-- start of Source passage --
Sidney Crosby’s two-point effort on Wednesday gave him career playoff points Nos. 172 and 173, moving him one ahead of Mario Lemieux for the most in Penguins franchise history. Who are the top all-time and active playoff scorers for the other 30 NHL franchises?
As far as the Pittsburgh Penguins’ record book is concerned, Mario Lemieux is close to untouchable.
Sure, the franchise has featured some of the game’s greatest talents, but let’s look at a brief list of records Lemieux currently holds, shall we? Lemieux is Pittsburgh’s leader in goals, assists, points, plus-minus, power play goals and shorthanded goals in a season. He also holds the all-time marks in games played, goals, assists, points, power play goals and shorthanded goals. On top of that, Lemieux scored 40 hat tricks for the Penguins and took more shots than any other player in franchise history, if you’re into those records, too. This is to say that breaking a Lemieux record in Pittsburgh is akin to snapping a Gretzky mark in Edmonton.
However, if there was any record that was going to fall, it was Lemieux’s record for post-season points, particularly after two straight Stanley Cup runs by the tandem of Sidney Crosby and Evgeni Malkin right at the peak of their primes. And, sure enough, Lemieux’s 172-point mark was tied by Crosby early in the first frame Wednesday only for the Penguins’ captain to net his fifth goal of the post-season and record-breaking 173rd point midway through the second.
“A lot of his records aren’t going to be touched, so the fact that I can be close to him and around that one (means a lot),” said Crosby after the game, according to NHL.com’s Dan Rosen. “I’ve been fortunate enough to play in a number of playoff games, which helps a lot, but it’s nice to be a part of that.”
-- end of Source passage --
> **Set task 1**
Arrange the rows as a two-column CSV with the headers "prompt" and "points". Start with the row containing "the tan fur" and continue through the end of the rows. Give one line per row, put the row's wording in one quoted field and its answer in the other, and turn every line break into a space.
The hockey article and the rows have nothing to do with each other.
-- start of Entries supplied --
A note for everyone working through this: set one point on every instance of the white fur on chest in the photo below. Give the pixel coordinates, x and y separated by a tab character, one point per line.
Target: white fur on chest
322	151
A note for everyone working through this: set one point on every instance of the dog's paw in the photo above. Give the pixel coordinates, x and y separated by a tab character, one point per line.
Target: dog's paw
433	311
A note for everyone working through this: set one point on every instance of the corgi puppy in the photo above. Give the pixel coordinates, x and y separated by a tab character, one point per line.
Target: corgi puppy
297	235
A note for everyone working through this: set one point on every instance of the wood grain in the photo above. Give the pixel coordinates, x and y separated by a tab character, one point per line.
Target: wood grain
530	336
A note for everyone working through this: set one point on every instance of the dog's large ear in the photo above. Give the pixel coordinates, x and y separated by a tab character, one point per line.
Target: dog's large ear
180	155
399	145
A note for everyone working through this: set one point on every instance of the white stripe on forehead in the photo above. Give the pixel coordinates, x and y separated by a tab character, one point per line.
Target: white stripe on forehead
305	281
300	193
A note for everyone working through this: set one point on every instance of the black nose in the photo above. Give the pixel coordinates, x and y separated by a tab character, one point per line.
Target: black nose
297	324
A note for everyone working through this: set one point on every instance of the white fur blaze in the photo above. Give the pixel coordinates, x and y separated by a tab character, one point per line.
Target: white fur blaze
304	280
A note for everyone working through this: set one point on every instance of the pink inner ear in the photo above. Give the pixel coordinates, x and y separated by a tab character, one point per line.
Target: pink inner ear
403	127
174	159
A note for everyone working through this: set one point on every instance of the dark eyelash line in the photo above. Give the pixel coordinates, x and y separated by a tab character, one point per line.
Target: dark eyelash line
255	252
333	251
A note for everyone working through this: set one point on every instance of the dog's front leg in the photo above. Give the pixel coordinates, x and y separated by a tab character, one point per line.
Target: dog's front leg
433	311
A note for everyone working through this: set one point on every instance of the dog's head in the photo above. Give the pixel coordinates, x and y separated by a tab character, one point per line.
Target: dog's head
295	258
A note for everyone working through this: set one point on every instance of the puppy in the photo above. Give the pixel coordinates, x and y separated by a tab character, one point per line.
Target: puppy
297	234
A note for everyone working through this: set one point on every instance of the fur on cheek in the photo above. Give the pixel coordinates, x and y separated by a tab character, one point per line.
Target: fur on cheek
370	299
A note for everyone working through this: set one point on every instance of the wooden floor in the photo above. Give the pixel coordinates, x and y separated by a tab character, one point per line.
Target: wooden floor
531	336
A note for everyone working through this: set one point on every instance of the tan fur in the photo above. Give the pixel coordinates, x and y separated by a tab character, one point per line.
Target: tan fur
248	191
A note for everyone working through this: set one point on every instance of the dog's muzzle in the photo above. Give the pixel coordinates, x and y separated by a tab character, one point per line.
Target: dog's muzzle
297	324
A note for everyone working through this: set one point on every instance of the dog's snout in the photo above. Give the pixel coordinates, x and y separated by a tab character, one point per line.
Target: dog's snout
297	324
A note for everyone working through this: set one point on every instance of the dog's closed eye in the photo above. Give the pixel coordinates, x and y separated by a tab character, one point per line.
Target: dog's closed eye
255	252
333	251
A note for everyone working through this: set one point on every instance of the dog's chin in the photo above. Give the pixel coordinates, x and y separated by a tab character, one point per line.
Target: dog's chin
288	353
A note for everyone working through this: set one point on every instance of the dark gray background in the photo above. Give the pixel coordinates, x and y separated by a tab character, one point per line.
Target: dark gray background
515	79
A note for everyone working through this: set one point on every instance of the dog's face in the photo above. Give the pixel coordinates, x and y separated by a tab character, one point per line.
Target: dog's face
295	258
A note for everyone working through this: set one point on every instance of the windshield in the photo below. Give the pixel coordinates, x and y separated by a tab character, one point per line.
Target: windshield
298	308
-- end of Entries supplied --
> **Set task 2**
Copy the passage of the hockey article word for word, starting with "However, if there" and going on through "through the second.".

> **Task result 1**
prompt,points
"A note for everyone working through this: set one point on every instance of the tan fur in the photo above. Give the pixel coordinates, x and y separated by a tab character, one point per line. Target: tan fur","248	191"
"A note for everyone working through this: set one point on every instance of the dog's muzzle in the photo above. Give the pixel coordinates, x and y separated by a tab character, one point per line. Target: dog's muzzle","297	324"
"A note for everyone working through this: set one point on every instance of the dog's snout in the photo above. Give the pixel coordinates, x and y separated by a tab character, one point per line. Target: dog's snout","297	324"
"A note for everyone working through this: set one point on every instance of the dog's closed eye in the photo above. Give the pixel coordinates, x and y separated by a tab character, one point per line. Target: dog's closed eye","255	252 333	251"
"A note for everyone working through this: set one point on every instance of the dog's chin in the photo above. Give the pixel coordinates, x and y separated by a tab character, one point per line. Target: dog's chin","288	353"
"A note for everyone working through this: set one point on every instance of the dark gray background in the photo above. Give the pixel coordinates, x and y separated by a tab character, one point per line. Target: dark gray background","515	79"
"A note for everyone working through this: set one point on every instance of the dog's face in the photo above. Give the pixel coordinates, x and y separated by a tab character, one point per line. Target: dog's face","295	258"
"A note for everyone working through this: set one point on every instance of the windshield in the photo below. Give the pixel coordinates, x and y separated by a tab character, one point per line. Target: windshield","298	308"

> **Task result 2**
However, if there was any record that was going to fall, it was Lemieux’s record for post-season points, particularly after two straight Stanley Cup runs by the tandem of Sidney Crosby and Evgeni Malkin right at the peak of their primes. And, sure enough, Lemieux’s 172-point mark was tied by Crosby early in the first frame Wednesday only for the Penguins’ captain to net his fifth goal of the post-season and record-breaking 173rd point midway through the second.